**What is asked**
a) Repeat verbatim the part of the blueprint passage that begins at the words "If you ever" and stops after the words "to turn blue.".
b) Answer these questions from the blueprint passage:
(i) In what century was the blueprint process developed?
(ii) On what material is the original drawing created?
(iii) What other name is given for blue ferric ferrocyanide?

**Quoted text**
--
If you ever wondered why blueprints were blue and not black or red or white or brown or any other colour than, well, blue -- it's not because architects really like the color but because the technique in making blueprints caused the paper to turn blue.
Mental Floss delved into the history of blueprints and discovered that the blueprint process was developed in the 1800s when scientists found an easy way to reproduce documents by using ammonium iron citrate and potassium ferrocyanide as some sort of old school photocopy. How does that really work? Well, as Mental Floss explains it:
Someone creates a drawing on translucent tracing paper or cloth. The drawing is placed over a piece of blueprinting paper, which has been coated with a mix of ammonium iron citrate and potassium ferrocyanide from an aqueous solution and dried. When the two papers are exposed to a bright light, the two chemicals react to form an insoluble blue compound called blue ferric ferrocyanide (also known as Prussian Blue), except where the blueprinting paper was covered, and the light blocked, by the lines of the original drawing. After the paper is washed and dried to keep those lines from exposing, you're left with a negative image of white (or whatever color the blueprint paper originally was) against a dark blue background.
--
**Recorded data**
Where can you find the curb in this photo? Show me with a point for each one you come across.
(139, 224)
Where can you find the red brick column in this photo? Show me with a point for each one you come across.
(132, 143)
--
**Solutions to the problems**
a)
If you ever wondered why blueprints were blue and not black or red or white or brown or any other colour than, well, blue -- it's not because architects really like the color but because the technique in making blueprints caused the paper to turn blue.

b)
(i) The 1800s.
(ii) Translucent tracing paper or cloth.
(iii) Prussian Blue.